● **Given entries**
++++++++++++++++++++

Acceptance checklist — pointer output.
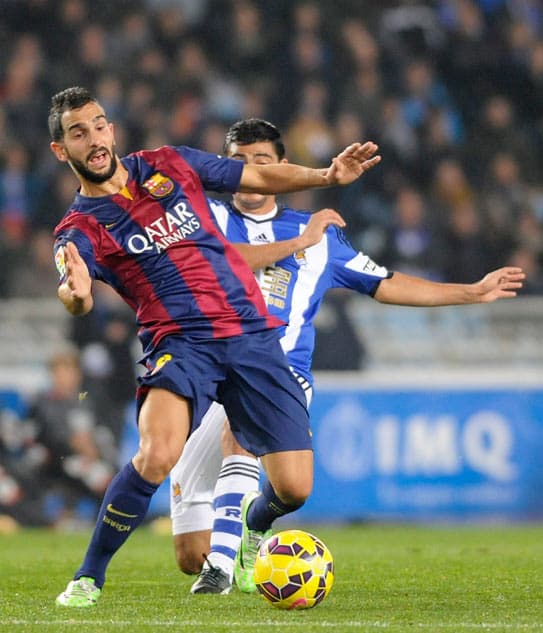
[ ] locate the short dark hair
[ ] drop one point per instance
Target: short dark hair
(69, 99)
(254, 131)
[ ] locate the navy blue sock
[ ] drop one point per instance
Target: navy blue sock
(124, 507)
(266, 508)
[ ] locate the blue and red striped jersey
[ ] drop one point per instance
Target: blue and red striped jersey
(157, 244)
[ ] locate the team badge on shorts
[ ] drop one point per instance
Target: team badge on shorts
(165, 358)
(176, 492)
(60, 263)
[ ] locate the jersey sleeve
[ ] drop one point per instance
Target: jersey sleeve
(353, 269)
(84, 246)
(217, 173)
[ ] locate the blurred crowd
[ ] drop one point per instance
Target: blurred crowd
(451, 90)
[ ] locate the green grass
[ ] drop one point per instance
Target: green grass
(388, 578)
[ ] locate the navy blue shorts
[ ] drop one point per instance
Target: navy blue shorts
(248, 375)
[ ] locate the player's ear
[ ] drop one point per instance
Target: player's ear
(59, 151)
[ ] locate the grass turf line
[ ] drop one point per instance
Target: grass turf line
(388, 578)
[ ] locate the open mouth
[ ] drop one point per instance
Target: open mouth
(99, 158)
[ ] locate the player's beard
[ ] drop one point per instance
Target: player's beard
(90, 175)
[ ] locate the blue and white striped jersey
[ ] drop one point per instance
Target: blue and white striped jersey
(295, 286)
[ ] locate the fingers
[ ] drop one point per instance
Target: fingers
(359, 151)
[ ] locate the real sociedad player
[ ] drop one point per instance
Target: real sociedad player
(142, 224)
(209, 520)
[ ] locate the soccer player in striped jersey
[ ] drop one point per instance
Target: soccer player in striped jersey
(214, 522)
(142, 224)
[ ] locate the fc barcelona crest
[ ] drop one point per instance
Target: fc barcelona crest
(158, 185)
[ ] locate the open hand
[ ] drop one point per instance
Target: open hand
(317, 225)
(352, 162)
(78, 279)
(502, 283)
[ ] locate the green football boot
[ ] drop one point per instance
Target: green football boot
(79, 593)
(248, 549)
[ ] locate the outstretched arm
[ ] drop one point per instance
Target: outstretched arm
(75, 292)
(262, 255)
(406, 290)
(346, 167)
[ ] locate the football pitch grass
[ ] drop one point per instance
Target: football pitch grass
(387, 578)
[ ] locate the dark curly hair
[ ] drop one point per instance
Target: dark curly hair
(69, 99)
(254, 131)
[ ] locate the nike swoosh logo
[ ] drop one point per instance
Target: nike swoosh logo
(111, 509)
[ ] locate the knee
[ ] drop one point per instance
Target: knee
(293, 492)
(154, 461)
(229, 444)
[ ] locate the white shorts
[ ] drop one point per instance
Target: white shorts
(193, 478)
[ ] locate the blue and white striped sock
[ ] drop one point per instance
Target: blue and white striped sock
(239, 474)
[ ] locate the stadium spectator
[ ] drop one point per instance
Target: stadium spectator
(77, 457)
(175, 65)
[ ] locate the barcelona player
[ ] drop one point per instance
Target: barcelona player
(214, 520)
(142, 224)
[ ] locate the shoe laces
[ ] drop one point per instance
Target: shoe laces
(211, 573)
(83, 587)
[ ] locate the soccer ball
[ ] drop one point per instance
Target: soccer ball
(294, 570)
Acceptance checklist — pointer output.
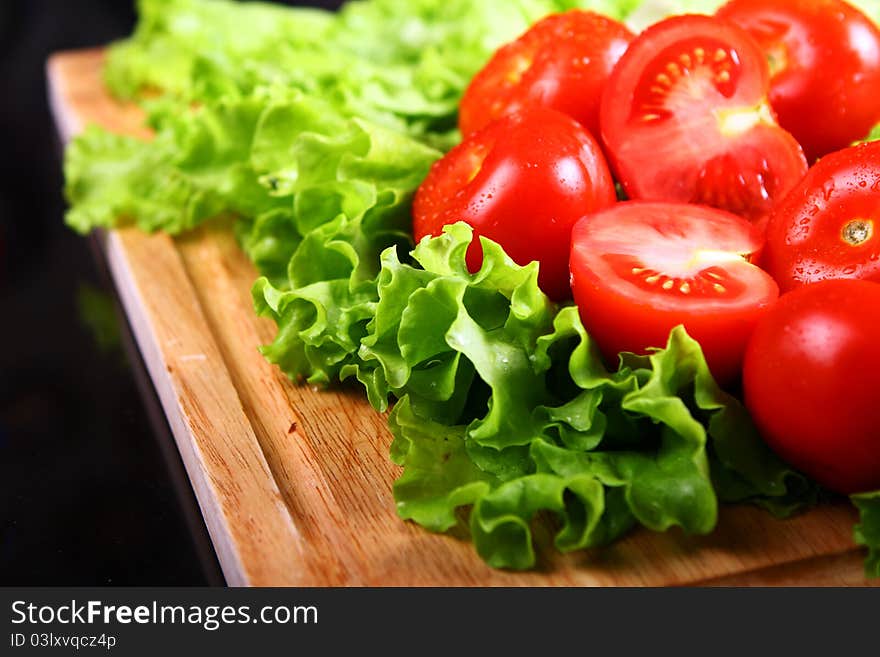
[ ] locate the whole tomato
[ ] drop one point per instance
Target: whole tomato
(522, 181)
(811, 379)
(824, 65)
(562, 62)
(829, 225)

++++++++++++++++++++

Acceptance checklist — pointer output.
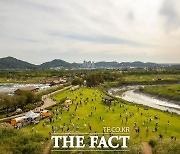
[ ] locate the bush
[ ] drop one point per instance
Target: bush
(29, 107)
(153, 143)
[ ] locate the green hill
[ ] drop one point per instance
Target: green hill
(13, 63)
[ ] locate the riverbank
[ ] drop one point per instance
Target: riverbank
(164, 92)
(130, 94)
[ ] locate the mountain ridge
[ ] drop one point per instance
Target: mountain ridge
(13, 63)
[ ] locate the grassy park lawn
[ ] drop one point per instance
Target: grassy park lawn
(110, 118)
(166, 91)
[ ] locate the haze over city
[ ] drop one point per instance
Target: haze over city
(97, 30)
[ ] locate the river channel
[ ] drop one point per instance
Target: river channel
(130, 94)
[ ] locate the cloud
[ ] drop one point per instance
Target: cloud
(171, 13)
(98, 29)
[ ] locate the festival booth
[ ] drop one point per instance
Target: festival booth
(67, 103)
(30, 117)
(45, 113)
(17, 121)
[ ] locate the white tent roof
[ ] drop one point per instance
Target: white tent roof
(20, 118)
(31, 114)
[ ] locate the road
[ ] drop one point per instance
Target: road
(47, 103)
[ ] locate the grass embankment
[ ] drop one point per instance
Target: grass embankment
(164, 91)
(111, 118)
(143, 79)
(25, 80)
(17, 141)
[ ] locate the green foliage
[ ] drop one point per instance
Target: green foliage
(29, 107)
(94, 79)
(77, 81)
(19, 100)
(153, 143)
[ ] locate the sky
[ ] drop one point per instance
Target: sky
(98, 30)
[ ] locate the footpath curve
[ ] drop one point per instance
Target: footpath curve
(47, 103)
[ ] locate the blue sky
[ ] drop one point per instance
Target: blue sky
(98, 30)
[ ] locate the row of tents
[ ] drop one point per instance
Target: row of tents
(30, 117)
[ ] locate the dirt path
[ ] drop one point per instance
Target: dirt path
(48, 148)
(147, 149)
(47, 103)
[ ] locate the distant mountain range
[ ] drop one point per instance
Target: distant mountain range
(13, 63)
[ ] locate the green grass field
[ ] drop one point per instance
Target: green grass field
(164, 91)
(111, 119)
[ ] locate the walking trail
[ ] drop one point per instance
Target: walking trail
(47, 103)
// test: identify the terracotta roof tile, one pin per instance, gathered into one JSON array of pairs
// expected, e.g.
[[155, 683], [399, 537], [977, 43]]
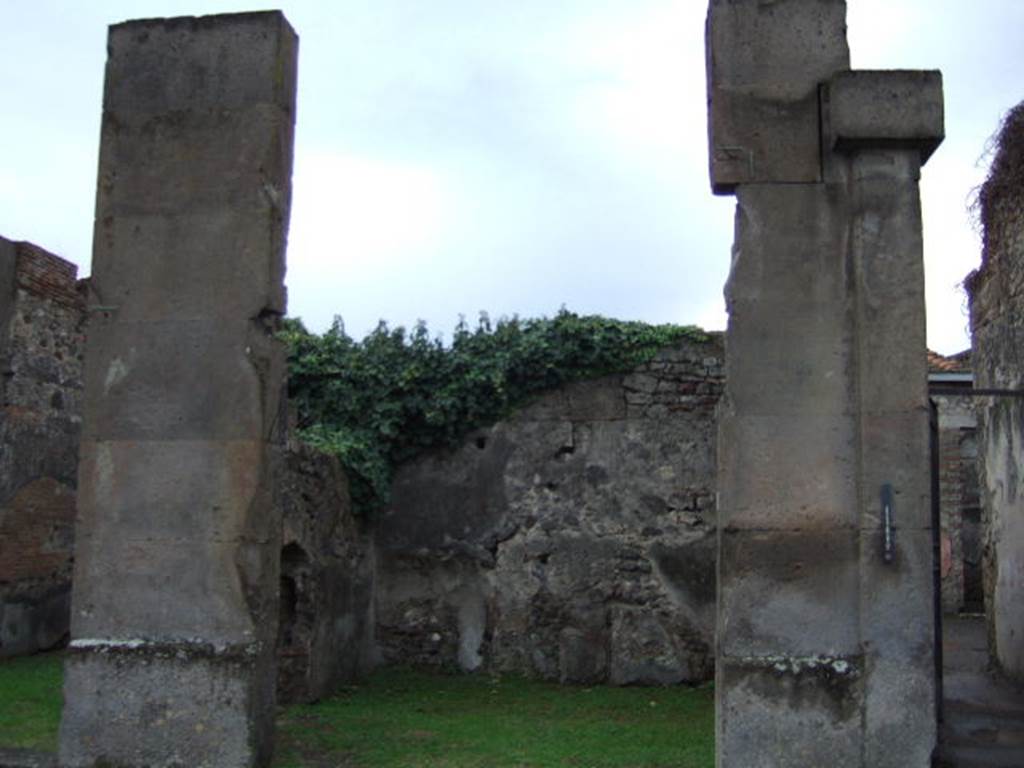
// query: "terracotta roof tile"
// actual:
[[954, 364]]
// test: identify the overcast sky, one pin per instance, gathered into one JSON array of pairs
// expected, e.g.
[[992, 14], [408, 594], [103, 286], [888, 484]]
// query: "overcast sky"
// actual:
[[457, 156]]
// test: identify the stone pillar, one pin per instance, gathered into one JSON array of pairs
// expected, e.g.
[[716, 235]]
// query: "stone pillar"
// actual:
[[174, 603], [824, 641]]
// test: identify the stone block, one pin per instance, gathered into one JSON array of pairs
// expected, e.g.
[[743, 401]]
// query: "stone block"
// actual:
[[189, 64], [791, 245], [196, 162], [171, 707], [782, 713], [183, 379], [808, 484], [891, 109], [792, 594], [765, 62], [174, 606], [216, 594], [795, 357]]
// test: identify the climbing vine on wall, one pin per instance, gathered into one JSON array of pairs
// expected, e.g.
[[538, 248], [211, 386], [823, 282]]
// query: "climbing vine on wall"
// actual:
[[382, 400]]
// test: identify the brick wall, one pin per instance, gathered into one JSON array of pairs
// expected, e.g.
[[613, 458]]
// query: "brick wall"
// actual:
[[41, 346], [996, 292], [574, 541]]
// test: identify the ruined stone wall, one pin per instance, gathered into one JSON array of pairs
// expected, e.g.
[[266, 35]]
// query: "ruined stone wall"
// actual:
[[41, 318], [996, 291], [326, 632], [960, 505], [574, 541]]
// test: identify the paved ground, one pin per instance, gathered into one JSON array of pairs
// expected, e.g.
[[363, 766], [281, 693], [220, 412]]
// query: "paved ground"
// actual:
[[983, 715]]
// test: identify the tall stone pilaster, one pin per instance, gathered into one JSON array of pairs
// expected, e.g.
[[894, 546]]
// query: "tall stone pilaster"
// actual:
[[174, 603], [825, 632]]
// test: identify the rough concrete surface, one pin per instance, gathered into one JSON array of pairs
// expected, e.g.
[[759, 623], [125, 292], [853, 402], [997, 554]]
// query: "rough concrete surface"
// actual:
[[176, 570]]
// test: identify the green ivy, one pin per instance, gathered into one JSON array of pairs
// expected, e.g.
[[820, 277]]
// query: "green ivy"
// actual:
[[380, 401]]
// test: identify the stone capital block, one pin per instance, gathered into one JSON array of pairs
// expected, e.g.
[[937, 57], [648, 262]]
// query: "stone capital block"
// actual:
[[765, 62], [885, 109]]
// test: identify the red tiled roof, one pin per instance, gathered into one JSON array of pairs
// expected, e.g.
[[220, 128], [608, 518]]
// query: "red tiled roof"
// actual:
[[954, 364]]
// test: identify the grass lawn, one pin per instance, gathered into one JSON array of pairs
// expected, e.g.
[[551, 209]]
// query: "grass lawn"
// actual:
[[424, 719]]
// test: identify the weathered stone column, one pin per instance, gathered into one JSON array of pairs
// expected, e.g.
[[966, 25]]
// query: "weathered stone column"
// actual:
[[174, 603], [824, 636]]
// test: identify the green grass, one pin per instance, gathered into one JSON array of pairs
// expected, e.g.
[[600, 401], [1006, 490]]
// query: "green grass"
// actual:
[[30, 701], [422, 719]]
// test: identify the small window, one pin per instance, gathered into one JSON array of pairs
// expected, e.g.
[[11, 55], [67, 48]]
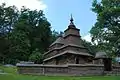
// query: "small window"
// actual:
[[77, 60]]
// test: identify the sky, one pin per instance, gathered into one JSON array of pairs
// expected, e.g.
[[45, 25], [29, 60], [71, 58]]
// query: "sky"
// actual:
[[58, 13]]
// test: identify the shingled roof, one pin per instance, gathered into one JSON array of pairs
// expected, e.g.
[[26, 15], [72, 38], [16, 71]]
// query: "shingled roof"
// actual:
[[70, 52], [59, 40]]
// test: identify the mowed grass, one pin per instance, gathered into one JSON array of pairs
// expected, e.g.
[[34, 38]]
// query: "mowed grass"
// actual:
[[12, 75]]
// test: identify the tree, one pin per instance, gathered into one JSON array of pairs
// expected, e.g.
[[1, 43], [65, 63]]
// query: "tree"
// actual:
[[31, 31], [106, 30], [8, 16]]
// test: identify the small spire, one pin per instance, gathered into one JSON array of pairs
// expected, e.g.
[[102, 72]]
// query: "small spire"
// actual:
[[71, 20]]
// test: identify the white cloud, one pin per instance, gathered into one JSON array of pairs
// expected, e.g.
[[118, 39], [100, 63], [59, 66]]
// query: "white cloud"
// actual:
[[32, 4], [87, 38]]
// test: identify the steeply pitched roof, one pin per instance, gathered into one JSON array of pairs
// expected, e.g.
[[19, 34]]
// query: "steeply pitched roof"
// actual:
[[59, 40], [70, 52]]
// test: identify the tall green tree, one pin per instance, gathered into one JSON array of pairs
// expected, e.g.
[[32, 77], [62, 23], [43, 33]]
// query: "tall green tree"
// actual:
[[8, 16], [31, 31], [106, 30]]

++++++++++++++++++++

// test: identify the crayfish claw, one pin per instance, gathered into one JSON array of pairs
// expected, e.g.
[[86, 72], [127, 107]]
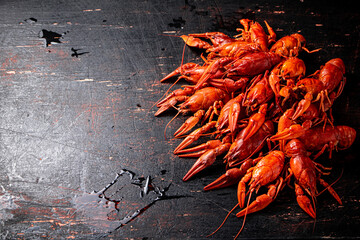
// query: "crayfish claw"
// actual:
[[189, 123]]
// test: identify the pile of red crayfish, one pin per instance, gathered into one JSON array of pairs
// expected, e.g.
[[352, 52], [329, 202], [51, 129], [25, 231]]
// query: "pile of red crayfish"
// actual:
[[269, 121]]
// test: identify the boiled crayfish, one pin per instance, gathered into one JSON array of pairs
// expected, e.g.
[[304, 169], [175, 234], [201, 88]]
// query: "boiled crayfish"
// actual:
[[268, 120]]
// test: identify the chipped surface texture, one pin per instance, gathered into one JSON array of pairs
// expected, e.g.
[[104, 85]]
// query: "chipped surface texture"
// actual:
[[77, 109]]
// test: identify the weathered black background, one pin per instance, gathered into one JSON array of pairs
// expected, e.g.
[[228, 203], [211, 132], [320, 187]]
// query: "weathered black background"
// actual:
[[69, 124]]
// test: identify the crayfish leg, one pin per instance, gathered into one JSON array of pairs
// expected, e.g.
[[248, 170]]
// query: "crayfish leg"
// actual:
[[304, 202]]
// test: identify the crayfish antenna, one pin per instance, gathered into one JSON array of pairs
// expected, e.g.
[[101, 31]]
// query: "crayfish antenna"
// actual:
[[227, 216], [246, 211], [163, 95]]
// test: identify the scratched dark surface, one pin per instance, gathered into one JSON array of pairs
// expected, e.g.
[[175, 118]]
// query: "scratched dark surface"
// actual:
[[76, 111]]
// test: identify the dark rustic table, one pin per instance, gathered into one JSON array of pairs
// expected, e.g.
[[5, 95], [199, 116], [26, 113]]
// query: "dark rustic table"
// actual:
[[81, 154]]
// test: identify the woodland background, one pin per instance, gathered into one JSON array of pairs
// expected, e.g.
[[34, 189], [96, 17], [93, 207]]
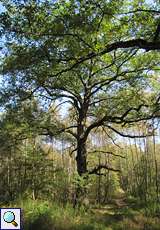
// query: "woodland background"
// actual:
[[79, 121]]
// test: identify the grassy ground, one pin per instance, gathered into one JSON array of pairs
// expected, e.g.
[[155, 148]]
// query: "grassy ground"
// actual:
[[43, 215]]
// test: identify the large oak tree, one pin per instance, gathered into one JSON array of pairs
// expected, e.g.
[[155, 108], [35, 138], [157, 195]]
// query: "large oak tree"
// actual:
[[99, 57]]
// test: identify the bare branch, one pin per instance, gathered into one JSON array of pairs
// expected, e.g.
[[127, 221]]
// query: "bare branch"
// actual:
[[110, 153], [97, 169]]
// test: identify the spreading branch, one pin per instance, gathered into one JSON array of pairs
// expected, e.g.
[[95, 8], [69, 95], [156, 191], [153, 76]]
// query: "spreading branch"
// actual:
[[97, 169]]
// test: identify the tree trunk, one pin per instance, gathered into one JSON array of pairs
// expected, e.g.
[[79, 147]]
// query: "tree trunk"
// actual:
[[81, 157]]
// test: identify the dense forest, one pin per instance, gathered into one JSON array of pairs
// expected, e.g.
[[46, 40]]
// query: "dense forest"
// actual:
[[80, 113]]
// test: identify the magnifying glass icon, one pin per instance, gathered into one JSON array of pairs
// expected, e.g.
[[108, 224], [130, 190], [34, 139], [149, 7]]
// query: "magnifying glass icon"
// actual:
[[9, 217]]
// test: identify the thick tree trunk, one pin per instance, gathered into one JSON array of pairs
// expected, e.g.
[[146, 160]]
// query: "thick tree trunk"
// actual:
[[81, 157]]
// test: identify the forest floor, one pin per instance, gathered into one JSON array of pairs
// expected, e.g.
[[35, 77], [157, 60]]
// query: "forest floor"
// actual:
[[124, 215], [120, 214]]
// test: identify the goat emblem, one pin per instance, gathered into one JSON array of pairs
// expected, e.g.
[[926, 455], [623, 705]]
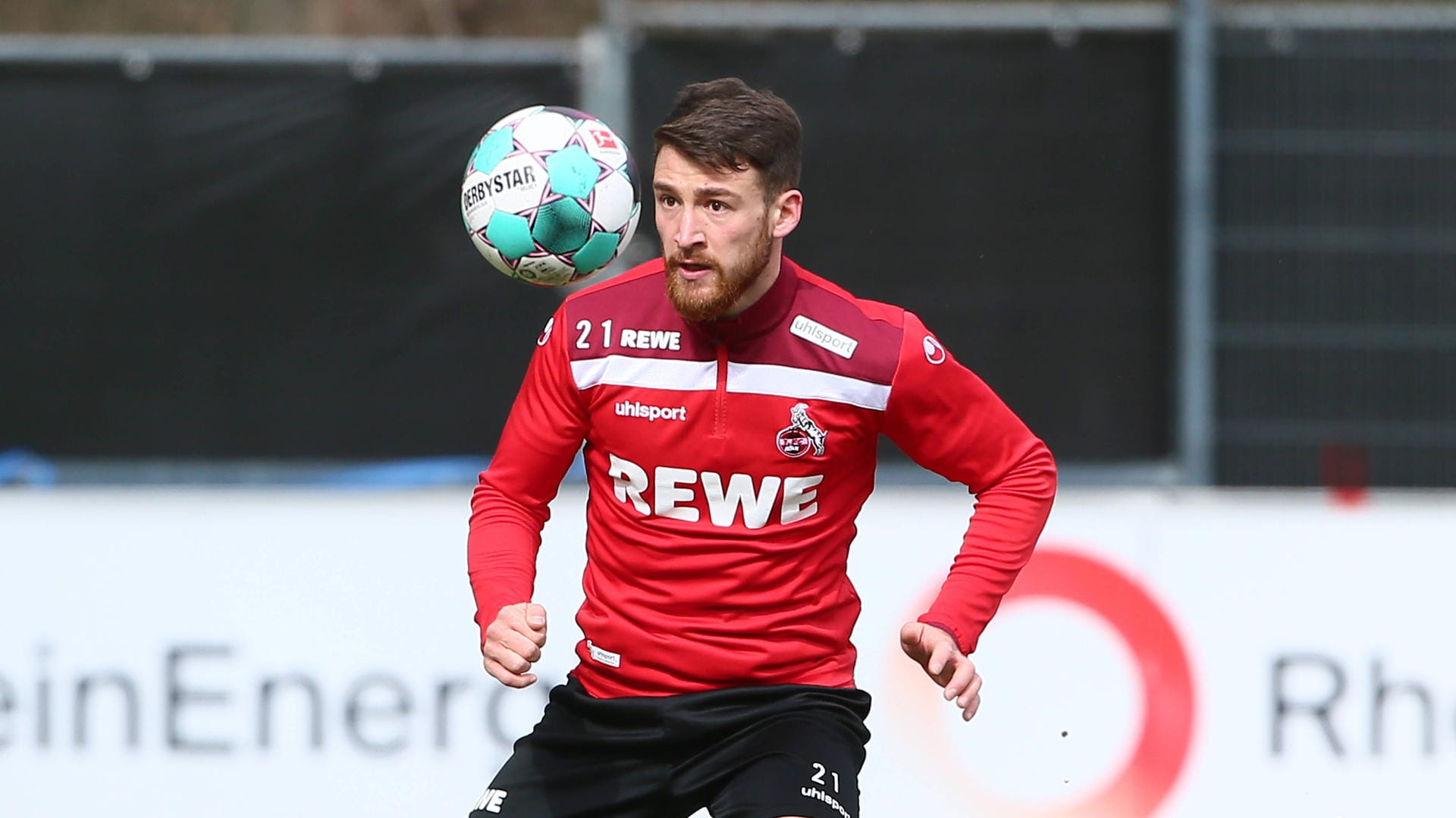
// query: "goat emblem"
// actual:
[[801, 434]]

++++++++++++++++++++

● **What you need to do**
Find "column" in the data above. Report each line where it appears.

● **Answer space**
// test: identify the weathered stone column, one pin per instance, gathered into one JSON array of pairs
// query: "weathered stone column"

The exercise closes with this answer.